WHAT NEEDS TO BE DONE: Summarize the text about colleges and the economic downturn in two sentences.

SELECTED EXCERPT:
Even the country's richest university isn't sheltered from the economic storm.
The Boston Globe noted Harvard is looking for ways to reduce spending across its campus, raising the specter of cuts to programs and compensation, as the university's legendary endowment nose-dives.
Noted Harvard President Drew Faust in a recent e-mail to faculty, staff and students: "We must recognize that Harvard is not invulnerable to the seismic financial shocks in the larger world."
Closer to home, Beloit College officials announced earlier this month that the liberal arts school of about 1,300 students plans to cut up to 40 jobs. A shrinking endowment, a projected fundraising dropoff and a dip in enrollment of 36 students forced that college's hand.
"I think it's instructive to go back and look at what Beloit did when they had to cut back," said Rolf Wegenke, president of the Wisconsin Association of Independent Colleges and Universities. "They took it out of their own flesh, if you will, as opposed to hurting the students by making them pay more. We, and everyone in higher education, have to make the students a priority."
Most experts and those associated with higher education in Wisconsin seem to agree that, no matter how individual institutions deal with their own budgets, keeping college affordable and accessible must be a top priority.
"The federal government must give the same attention and sense of urgency to preserving America's system of public education as it appears prepared to give to preserving America's auto industry," said the UW's Schweber. "I think there is no question that the long-term future of our economy -- and, for that matter, of large segments of our society -- depends far more on our ability to have affordable, accessible higher education than it does on our car companies to maintain their operation. Keeping access to higher ed has to be a priority for the incoming administration."
Most students already have to resort to loans to afford college.
According to a report by The Project on Student Debt, an advocacy group that tracks student loans, the average debt of students graduating with loans in 2007 jumped to $20,098 -- up from $18,976 for those graduating in the previous year, according to the report released in October. The study reported that 64 percent of those who graduated from a college in Wisconsin owed money in 2007, with an average debt of $19,241.
And those numbers are only likely to increase in the near future as the economic downturn and slumping stock markets have continued to take a bite out of programs like Wisconsin's EdVest and Tomorrow's Scholar. These state-sponsored investments plans, which offer tax advantages to encourage savings for higher education, fell 8.4 percent in the last quarter.
"I'm very worried about access to higher education, because I'm sensing an uneasiness, if you will, from students who no longer believe they can afford college," said Wegenke.

EXTRACTED MATERIAL:
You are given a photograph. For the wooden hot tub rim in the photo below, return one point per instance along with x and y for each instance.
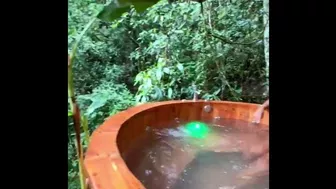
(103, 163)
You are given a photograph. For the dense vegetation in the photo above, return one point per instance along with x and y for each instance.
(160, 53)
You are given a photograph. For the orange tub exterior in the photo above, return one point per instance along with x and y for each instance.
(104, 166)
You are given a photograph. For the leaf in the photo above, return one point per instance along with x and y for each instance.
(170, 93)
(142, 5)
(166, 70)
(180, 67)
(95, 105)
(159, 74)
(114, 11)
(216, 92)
--
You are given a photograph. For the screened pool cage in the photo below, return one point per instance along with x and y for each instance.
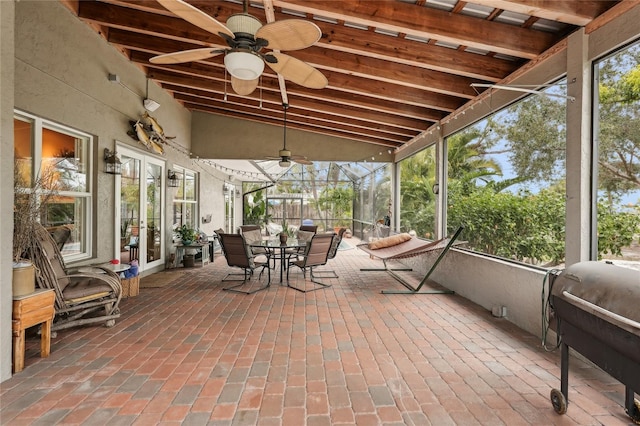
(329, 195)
==
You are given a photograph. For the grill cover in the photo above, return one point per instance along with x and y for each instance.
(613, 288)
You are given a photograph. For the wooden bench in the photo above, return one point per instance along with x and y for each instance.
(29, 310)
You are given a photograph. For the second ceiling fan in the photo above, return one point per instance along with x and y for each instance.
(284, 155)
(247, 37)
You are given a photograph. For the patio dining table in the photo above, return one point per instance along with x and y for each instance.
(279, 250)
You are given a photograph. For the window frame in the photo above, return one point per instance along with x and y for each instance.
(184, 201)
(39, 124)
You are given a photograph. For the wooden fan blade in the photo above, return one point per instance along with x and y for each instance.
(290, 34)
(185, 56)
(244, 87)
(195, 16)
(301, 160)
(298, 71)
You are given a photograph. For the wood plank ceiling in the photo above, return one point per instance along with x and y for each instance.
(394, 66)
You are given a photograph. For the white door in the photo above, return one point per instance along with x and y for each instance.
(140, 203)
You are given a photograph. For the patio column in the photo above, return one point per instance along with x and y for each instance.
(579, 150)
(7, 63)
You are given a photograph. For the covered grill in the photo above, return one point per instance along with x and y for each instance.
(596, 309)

EXERCISE RESPONSE: As endowments shrink, Harvard is looking for ways to cut spending, and Beloit College plans to cut up to 40 jobs. People connected with higher education in Wisconsin say keeping college affordable and accessible must be a top priority, since average student debt rose to $20,098 in 2007 and state college savings plans fell 8.4 percent in the last quarter.